**Exercise requirements:** Would you write out the listing verbatim and skip every picture in it?

#####

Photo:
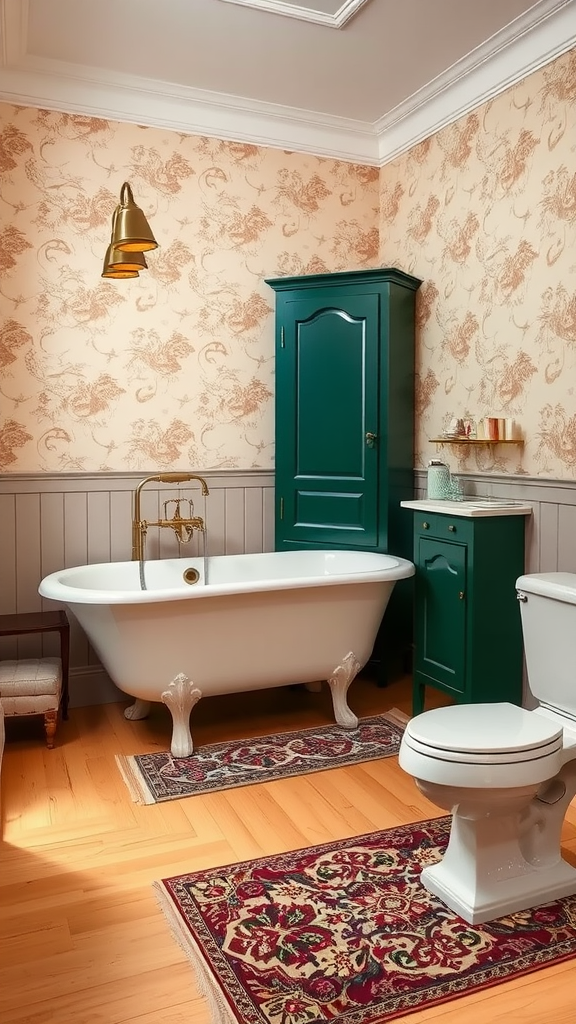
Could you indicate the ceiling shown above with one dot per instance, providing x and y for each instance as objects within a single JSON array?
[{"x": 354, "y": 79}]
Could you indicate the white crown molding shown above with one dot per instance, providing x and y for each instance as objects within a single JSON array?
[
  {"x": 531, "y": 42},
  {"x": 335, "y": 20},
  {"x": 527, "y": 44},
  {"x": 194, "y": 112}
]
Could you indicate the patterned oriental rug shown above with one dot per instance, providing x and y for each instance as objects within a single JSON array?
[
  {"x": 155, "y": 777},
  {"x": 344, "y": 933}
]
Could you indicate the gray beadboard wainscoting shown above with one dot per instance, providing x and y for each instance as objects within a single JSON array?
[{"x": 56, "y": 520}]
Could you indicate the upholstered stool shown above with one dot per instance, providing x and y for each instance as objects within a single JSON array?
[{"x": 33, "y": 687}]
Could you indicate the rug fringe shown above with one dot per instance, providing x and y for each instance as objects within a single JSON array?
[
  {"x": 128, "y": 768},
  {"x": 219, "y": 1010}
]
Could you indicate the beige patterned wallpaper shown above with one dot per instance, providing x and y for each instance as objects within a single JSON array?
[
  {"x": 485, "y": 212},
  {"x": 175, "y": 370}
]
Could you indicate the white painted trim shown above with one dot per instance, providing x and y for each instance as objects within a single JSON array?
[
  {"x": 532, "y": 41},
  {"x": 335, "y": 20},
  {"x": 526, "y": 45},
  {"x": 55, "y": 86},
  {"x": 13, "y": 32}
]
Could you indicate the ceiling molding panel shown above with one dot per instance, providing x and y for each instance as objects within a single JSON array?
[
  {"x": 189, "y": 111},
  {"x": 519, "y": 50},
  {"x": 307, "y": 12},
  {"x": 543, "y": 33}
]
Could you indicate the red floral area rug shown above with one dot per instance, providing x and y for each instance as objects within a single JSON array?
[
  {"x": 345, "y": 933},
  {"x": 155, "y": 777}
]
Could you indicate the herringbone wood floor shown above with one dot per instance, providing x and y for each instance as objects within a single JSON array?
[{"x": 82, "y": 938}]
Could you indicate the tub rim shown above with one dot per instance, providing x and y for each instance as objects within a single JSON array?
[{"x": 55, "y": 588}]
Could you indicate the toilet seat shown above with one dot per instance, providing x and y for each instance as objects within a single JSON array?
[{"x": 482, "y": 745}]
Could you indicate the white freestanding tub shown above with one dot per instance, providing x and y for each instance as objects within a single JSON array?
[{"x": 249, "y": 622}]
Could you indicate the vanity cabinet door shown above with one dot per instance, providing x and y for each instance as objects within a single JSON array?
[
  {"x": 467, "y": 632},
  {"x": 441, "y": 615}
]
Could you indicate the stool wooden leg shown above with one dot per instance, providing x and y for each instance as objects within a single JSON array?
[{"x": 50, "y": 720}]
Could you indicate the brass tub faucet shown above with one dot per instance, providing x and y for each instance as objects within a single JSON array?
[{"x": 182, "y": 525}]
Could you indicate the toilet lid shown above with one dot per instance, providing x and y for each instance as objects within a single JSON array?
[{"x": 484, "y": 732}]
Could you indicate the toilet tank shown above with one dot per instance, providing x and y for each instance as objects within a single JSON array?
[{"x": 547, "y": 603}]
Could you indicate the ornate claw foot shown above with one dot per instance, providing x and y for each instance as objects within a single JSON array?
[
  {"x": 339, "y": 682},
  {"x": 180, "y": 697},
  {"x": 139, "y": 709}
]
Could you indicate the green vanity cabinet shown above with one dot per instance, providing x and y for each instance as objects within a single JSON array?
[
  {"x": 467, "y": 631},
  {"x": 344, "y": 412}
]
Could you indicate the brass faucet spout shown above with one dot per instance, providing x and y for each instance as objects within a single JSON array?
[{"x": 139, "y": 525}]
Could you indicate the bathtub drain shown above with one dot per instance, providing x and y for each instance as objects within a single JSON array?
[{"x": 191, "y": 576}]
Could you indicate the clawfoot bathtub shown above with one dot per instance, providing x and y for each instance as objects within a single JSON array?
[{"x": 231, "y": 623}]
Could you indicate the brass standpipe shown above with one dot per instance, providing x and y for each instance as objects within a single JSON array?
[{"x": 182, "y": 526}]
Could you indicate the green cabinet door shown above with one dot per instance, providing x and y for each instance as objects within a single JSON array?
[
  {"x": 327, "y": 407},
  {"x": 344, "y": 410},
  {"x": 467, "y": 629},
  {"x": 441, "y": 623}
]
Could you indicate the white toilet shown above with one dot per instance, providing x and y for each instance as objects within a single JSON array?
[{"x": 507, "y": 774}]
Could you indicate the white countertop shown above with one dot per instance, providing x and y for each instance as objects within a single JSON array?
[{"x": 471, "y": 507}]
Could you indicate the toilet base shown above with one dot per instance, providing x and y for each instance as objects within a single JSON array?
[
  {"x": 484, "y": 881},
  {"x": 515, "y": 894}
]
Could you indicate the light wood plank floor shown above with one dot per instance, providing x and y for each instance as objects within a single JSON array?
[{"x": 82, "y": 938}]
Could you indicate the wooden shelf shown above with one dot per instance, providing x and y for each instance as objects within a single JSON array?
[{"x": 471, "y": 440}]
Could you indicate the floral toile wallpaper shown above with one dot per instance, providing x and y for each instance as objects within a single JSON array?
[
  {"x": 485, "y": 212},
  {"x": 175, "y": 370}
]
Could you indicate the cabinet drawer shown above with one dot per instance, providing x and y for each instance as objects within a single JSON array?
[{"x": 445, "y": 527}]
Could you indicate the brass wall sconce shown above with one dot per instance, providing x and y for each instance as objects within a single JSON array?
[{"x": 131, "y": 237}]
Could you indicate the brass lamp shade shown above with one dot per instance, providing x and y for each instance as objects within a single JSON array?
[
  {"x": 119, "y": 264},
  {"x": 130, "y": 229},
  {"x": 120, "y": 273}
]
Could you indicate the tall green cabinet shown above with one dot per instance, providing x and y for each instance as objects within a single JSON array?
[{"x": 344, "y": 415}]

#####

**Problem solution:**
Photo:
Could you indicate the ceiling shown above with one dot per instance, providing x and y for each instance as objects within a single JSON array?
[{"x": 354, "y": 79}]
Could you indicate the white crown molding shown above with one dot per instance, providing x and y for each instance as objects within a single JSON array?
[
  {"x": 531, "y": 42},
  {"x": 335, "y": 20},
  {"x": 527, "y": 44},
  {"x": 194, "y": 112}
]
Could you indicate the patterned oriental rug shown above with one dot per instance, providing x and y for each instance as objects within a single JSON array?
[
  {"x": 155, "y": 777},
  {"x": 344, "y": 933}
]
Could you indicate the gray beadboard wainscoting shown above with one dot per instance, providing x and y for each instance as objects within a single JSON array?
[{"x": 56, "y": 520}]
Could you indicate the upholstered stool shown above with one dot per instance, providing x and y for each instance as objects within a single JSON array?
[{"x": 33, "y": 687}]
Could you indicate the rug fringe shown above with one dot per instance, providing x and y for each instance as objects within a single JSON array?
[
  {"x": 128, "y": 768},
  {"x": 219, "y": 1010}
]
Could you indicate the beige patterned wallpaper shown above with one dot per instance, providing x and y for each instance as objects within a single JSON array?
[
  {"x": 485, "y": 212},
  {"x": 175, "y": 370}
]
Could you indicate the white painted trim shown above with one dot per instance, providing x and y for each instance as objects within a single JSON array?
[
  {"x": 532, "y": 41},
  {"x": 335, "y": 20},
  {"x": 526, "y": 45},
  {"x": 55, "y": 86},
  {"x": 13, "y": 32}
]
Could you indicate the ceiling molding panel shown above with one dot per instance, providing x and y for each instance as objects within a single JSON array?
[
  {"x": 189, "y": 111},
  {"x": 519, "y": 50},
  {"x": 307, "y": 12},
  {"x": 543, "y": 33}
]
Could you indicate the red floral area rug shown above with one dot per instance, providing x and y for each instance as objects within a single JSON array?
[
  {"x": 345, "y": 933},
  {"x": 155, "y": 777}
]
Could you indicate the herringbone wood floor shown above with one dot per instance, providing x and y for each instance as objects within a single JSON array?
[{"x": 82, "y": 938}]
Could you indicate the tub rim shown above with one dot per instance, providing x and y for each instance as objects within a single JSON array?
[{"x": 55, "y": 588}]
Could you indicate the toilet seat shown above with one dot per instance, providing x and y for each instance as objects within a single JSON array?
[{"x": 482, "y": 745}]
Could you indicate the white freestanding tub shown above with one dot per instance, providing x and y for each instance as objects within a single JSON array?
[{"x": 249, "y": 622}]
Could you indicate the vanity cabinet door shown above with one dot per instance, providing x and y for each instance as objects within a single JSON array?
[
  {"x": 467, "y": 632},
  {"x": 441, "y": 615}
]
Could you indicate the stool wooden leg shown above with one dot per instance, providing x and y for each instance as objects within a single JSON array?
[{"x": 50, "y": 720}]
Could you indicate the brass tub faucet shown above with one dot per instance, providing x and y for each instance as objects within a single JSON array?
[{"x": 182, "y": 525}]
Could you indicate the toilet lid shown above with one dot per instance, providing x and y for each instance as objects within a single JSON array?
[{"x": 484, "y": 732}]
Could you indicate the toilet tank shown above with one dot per instance, providing x and y for each instance as objects within a single JSON array?
[{"x": 547, "y": 603}]
Could you indicate the ornate claw foot shown above with one dot per instance, providing x and y for each instance as objects within a single JSON array?
[
  {"x": 339, "y": 682},
  {"x": 180, "y": 697},
  {"x": 139, "y": 709}
]
Could you indicate the green vanity cabinet shown above with one dot per instance, providing x and y for each instance as objects within a single JSON array?
[
  {"x": 467, "y": 631},
  {"x": 344, "y": 412}
]
Could you indicate the brass faucet spout shown above with one dot per instance, providing x and y for each instance as objects within a single JSON array?
[{"x": 139, "y": 525}]
Could you indicate the bathtub drain shown above with one dot per instance, providing x and y for each instance as objects within a single JSON array?
[{"x": 191, "y": 576}]
Could you indicate the clawfoot bathtub shown above with one dot per instance, providing x and y for each instance as objects within a single JSON array?
[{"x": 231, "y": 623}]
Could you indicate the brass standpipe shown above with one dot per instance, providing x and y for each instance as objects within a single JSON array?
[{"x": 182, "y": 526}]
Could you indicate the green cabinet door shown above with one dot per instance, providing x and y for each instance as objects within a single JSON array?
[
  {"x": 327, "y": 407},
  {"x": 344, "y": 410},
  {"x": 467, "y": 629},
  {"x": 441, "y": 623}
]
Could you indicate the white toilet shown above with one dot per instance, providing x and y for each instance as objects within a single JSON array?
[{"x": 507, "y": 774}]
Could you indicate the white countertop shown above with one dot per instance, providing x and y for each instance as objects within a single JSON array?
[{"x": 471, "y": 507}]
Could you indicate the toilet base shown above with one dot per instance, providing x and y for each instance as objects within a single JSON array?
[
  {"x": 484, "y": 881},
  {"x": 515, "y": 894}
]
Could you indicate the light wood plank floor shown above with one dot per instance, providing x and y for each instance as objects within a single JSON array?
[{"x": 82, "y": 938}]
Could you indicate the wooden shelf shown above with one dot per instance, providing x and y for each instance as objects within a single JSON array?
[{"x": 471, "y": 440}]
Could you indicate the floral toile wallpaper shown above with one dot per instance, providing x and y for each instance as objects within a single JSON array?
[
  {"x": 485, "y": 212},
  {"x": 175, "y": 370}
]
Could you indicate the cabinet drawer shown above with one dot per instance, providing x and y for each instance as objects within a single JSON array?
[{"x": 445, "y": 527}]
Could you indicate the brass wall sconce shown above with one dot per instance, providing x and y for each instance as objects within a single JSON array?
[{"x": 131, "y": 237}]
Could you indicate the brass lamp shade shown above with one dot per instance, providing x and y for each instance as objects within a single JSON array?
[
  {"x": 119, "y": 264},
  {"x": 130, "y": 229},
  {"x": 120, "y": 273}
]
Could you indicate the tall green cabinet shown above with one dot per instance, providing x and y for each instance as objects within a single JSON array?
[{"x": 344, "y": 415}]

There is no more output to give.